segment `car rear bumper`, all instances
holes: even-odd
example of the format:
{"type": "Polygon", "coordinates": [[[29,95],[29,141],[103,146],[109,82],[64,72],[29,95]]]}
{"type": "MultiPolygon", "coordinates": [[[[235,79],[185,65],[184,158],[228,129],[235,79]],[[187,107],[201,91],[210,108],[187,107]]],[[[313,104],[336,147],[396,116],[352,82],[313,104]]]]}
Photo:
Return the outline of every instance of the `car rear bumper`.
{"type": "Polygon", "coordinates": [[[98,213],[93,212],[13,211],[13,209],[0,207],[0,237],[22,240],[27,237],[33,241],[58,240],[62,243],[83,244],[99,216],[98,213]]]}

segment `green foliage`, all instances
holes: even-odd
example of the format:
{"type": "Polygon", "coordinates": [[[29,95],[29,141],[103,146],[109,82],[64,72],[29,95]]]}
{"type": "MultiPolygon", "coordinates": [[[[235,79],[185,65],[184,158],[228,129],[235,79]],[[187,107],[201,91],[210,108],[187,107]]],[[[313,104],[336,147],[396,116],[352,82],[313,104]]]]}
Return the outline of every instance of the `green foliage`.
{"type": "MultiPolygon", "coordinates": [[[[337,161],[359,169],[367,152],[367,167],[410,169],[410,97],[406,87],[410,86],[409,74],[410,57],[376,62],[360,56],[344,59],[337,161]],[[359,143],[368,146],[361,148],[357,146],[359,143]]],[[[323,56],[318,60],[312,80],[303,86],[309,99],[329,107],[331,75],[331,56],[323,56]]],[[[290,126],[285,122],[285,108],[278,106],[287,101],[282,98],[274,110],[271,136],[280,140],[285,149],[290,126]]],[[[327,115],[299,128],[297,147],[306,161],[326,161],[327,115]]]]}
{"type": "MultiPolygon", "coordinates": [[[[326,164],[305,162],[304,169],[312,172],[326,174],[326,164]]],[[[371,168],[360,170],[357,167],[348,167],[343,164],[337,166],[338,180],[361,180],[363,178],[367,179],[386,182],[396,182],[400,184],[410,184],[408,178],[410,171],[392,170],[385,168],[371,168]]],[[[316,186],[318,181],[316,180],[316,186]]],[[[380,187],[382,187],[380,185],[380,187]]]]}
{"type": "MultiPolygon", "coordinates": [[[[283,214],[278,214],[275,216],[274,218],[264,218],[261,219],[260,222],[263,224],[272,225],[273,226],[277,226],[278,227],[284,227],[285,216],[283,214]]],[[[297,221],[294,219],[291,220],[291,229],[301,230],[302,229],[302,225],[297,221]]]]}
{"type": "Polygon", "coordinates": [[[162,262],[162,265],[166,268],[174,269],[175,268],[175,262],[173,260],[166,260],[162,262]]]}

________________________________________

● Work to complete
Repeat the listing in full, keeping every line exactly as it is.

● Response to this exercise
segment `car rear bumper`, all instances
holes: even-odd
example of the format:
{"type": "Polygon", "coordinates": [[[29,95],[29,141],[103,146],[109,82],[64,72],[29,95]]]}
{"type": "MultiPolygon", "coordinates": [[[[235,79],[185,65],[184,158],[228,129],[235,79]],[[187,107],[201,91],[210,108],[187,107]]],[[[313,104],[336,147],[396,116],[352,82],[313,104]]]]}
Photo:
Return the outline of every instance of the `car rear bumper`.
{"type": "Polygon", "coordinates": [[[98,213],[93,212],[13,211],[13,209],[0,207],[0,237],[22,240],[27,237],[33,241],[58,240],[62,243],[83,244],[99,216],[98,213]]]}

segment `green foliage`, all instances
holes: even-odd
example of the format:
{"type": "Polygon", "coordinates": [[[29,95],[29,141],[103,146],[109,82],[64,72],[29,95]]]}
{"type": "MultiPolygon", "coordinates": [[[[235,79],[185,65],[184,158],[228,129],[235,79]],[[187,107],[201,91],[210,108],[187,107]]],[[[313,104],[336,147],[396,116],[352,82],[313,104]]]]}
Return the outline of every instance of the `green foliage`.
{"type": "MultiPolygon", "coordinates": [[[[337,161],[359,169],[367,152],[367,167],[410,169],[410,97],[406,87],[410,86],[409,74],[410,57],[376,62],[360,56],[344,59],[337,161]],[[359,143],[368,146],[361,148],[357,146],[359,143]]],[[[323,56],[318,60],[312,80],[303,86],[309,99],[329,107],[331,75],[331,56],[323,56]]],[[[290,126],[285,122],[285,108],[278,106],[287,101],[282,98],[274,110],[271,136],[280,140],[285,149],[290,126]]],[[[327,115],[299,128],[297,147],[306,161],[326,161],[327,115]]]]}
{"type": "MultiPolygon", "coordinates": [[[[326,164],[305,162],[304,169],[312,172],[326,174],[326,164]]],[[[371,168],[360,170],[357,167],[348,167],[343,164],[337,166],[338,180],[361,180],[363,178],[367,179],[386,182],[396,182],[400,184],[410,184],[408,178],[410,171],[392,170],[385,168],[371,168]]],[[[316,186],[318,181],[316,180],[316,186]]],[[[380,187],[382,187],[380,185],[380,187]]]]}
{"type": "MultiPolygon", "coordinates": [[[[283,214],[278,214],[275,216],[274,218],[264,218],[261,219],[260,222],[263,224],[272,225],[273,226],[277,226],[278,227],[284,227],[285,216],[283,214]]],[[[297,221],[294,219],[291,220],[291,229],[301,230],[302,229],[302,225],[297,221]]]]}
{"type": "Polygon", "coordinates": [[[162,262],[162,265],[166,268],[174,269],[175,268],[175,262],[173,260],[166,260],[162,262]]]}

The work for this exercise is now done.